* **PROBLEM DESCRIPTION**:
In the article on the July 2025 MBE scores below, rewrite the stretch from "A total of 46,959" through "NCBE’s official site.", substituting "examinees" for "candidates".

* **DOCUMENT PASSAGE**:
'''

July 2025 MBE Scores Hit Highest Scaled Mean Since 2013

The July 2025 Multistate Bar Exam national mean scaled score reached 142.4, the highest since 2013, reflecting improved performance by first-time test takers.

Key points:

  • National mean scaled MBE score for July 2025 rose to 142.4, highest since 2013.
  • 46,959 examinees sat for the exam, a 6% drop from July 2024.
  • Performance gains were driven by first-time test takers, according to NCBE.

The July 2025 Multistate Bar Examination (MBE) produced its strongest national mean scaled score in over a decade, according to newly released data from the National Conference of Bar Examiners (Law.com report). The mean score of 142.4 marked the highest figure since 2013, excluding the anomalous 2020 pandemic-era administrations.

The 2025 figure is a 0.6-point increase from last July’s mean of 141.8 and a notable gain from 2023, when the score stood at 140.5. While the exam’s difficulty varies slightly across administrations, NCBE uses statistical equating to ensure comparability across years, making the upward trend significant for both law schools and firms monitoring bar passage rates.

A total of 46,959 candidates sat for the July exam—down from 49,844 in 2024. NCBE estimates that 77% of these were first-time takers, whose stronger-than-usual performance drove the mean increase. Repeat test takers represented 23% of the cohort, a slight decline from the year prior.

Bob Schwartz, NCBE’s managing director of Psychometrics, said in a statement that “performance by those first-time test takers this year drove the overall increase in the national mean,” while also projecting a modest rise in overall pass rates once jurisdictions release results. Jurisdictions are still grading written components, with official pass rates expected to follow later this fall on the NCBE’s official site.

The July results stand in contrast to the February 2025 administration, when the national mean scaled score fell to 130.8, down from 131.8 the prior year. That exam was also notable for the absence of California, which for the first time replaced the MBE with its own multiple-choice section. Even excluding California, performance in February reflected a slight year-over-year decline.

Despite the July improvement, the overall number of examinees continues to decline—an ongoing trend with potential implications for law school enrollment, bar admissions, and talent pipelines at major firms. With July scores trending upward since 2022, stakeholders will be watching whether this year’s results represent a sustainable shift in performance or simply reflect cohort dynamics.

'''

* **INFORMATION SUPPLIED**:
'''

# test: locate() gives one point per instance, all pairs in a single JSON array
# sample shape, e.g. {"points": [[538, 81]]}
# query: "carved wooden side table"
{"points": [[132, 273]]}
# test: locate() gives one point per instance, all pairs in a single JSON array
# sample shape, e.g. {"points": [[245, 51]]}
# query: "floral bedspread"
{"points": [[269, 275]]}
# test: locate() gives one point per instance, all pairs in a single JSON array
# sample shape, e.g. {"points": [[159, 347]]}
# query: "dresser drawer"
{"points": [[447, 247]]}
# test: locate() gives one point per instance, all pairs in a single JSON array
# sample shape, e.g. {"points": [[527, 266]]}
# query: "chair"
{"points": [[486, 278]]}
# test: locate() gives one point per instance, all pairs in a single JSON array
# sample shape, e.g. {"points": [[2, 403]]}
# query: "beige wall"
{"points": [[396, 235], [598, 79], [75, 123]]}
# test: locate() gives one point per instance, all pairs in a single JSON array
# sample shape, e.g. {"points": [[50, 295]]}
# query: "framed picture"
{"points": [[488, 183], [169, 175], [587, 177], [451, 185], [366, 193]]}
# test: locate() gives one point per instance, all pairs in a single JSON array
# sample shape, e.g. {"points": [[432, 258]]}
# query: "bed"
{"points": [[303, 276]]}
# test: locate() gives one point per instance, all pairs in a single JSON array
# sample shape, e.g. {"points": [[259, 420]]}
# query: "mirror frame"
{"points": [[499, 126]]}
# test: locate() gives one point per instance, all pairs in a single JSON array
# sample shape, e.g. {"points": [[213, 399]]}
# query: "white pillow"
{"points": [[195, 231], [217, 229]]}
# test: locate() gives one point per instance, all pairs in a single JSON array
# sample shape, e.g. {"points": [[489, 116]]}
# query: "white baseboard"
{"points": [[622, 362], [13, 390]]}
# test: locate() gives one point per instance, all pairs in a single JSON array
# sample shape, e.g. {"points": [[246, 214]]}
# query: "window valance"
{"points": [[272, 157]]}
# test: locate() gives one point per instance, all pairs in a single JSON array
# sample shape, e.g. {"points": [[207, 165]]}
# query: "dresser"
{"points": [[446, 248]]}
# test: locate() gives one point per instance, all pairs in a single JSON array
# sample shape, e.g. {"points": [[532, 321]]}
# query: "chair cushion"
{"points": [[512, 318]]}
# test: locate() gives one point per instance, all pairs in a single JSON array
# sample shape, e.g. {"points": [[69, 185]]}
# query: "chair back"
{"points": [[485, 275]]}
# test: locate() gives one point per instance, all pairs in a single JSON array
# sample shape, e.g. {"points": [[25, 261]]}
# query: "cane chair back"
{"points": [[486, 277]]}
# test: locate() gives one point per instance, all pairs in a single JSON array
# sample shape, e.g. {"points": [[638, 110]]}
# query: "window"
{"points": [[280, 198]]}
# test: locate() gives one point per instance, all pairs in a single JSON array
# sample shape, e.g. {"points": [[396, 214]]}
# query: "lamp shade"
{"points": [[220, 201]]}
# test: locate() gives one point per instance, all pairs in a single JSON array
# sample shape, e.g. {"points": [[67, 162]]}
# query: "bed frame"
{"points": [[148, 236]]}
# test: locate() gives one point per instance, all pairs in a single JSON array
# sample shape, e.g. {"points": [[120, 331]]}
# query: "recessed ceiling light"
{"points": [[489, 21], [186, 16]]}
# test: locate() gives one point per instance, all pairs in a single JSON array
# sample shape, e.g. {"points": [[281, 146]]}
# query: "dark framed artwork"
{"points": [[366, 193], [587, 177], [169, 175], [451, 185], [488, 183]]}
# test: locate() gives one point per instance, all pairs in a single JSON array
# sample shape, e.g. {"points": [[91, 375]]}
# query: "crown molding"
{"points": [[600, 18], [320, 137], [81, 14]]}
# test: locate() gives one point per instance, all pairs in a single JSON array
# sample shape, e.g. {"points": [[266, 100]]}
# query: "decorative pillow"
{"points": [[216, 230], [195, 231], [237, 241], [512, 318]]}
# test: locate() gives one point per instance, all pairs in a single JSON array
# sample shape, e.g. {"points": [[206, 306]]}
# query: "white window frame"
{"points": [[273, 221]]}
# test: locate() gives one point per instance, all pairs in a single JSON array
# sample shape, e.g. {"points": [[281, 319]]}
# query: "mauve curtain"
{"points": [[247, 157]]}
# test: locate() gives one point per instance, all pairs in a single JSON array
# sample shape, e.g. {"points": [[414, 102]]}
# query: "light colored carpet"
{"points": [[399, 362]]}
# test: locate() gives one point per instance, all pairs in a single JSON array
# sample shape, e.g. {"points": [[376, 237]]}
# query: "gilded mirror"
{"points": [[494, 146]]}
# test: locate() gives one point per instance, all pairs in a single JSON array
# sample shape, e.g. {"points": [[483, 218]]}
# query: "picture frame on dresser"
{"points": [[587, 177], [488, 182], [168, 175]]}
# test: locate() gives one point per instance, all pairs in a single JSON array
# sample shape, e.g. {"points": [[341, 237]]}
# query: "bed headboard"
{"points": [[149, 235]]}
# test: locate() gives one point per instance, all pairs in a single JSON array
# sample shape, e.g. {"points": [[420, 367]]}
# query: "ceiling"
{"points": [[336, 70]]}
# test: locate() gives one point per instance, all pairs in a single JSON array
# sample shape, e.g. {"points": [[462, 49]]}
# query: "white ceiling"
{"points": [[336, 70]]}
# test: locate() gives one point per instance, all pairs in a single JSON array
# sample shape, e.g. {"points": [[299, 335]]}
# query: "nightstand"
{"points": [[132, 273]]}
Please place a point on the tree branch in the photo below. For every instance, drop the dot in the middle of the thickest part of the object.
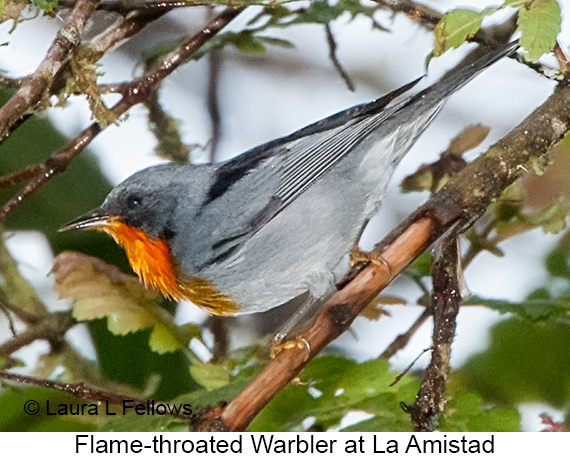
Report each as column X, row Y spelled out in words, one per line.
column 85, row 392
column 464, row 198
column 446, row 297
column 32, row 88
column 135, row 92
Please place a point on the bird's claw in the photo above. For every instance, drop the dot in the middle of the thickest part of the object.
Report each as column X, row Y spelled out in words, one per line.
column 356, row 256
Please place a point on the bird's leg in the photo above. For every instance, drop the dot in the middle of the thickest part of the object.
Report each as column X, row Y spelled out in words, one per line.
column 279, row 343
column 357, row 256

'''

* **RESULT OF THE TASK**:
A total of 46,959 examinees sat for the July exam—down from 49,844 in 2024. NCBE estimates that 77% of these were first-time takers, whose stronger-than-usual performance drove the mean increase. Repeat test takers represented 23% of the cohort, a slight decline from the year prior.

Bob Schwartz, NCBE’s managing director of Psychometrics, said in a statement that “performance by those first-time test takers this year drove the overall increase in the national mean,” while also projecting a modest rise in overall pass rates once jurisdictions release results. Jurisdictions are still grading written components, with official pass rates expected to follow later this fall on the NCBE’s official site.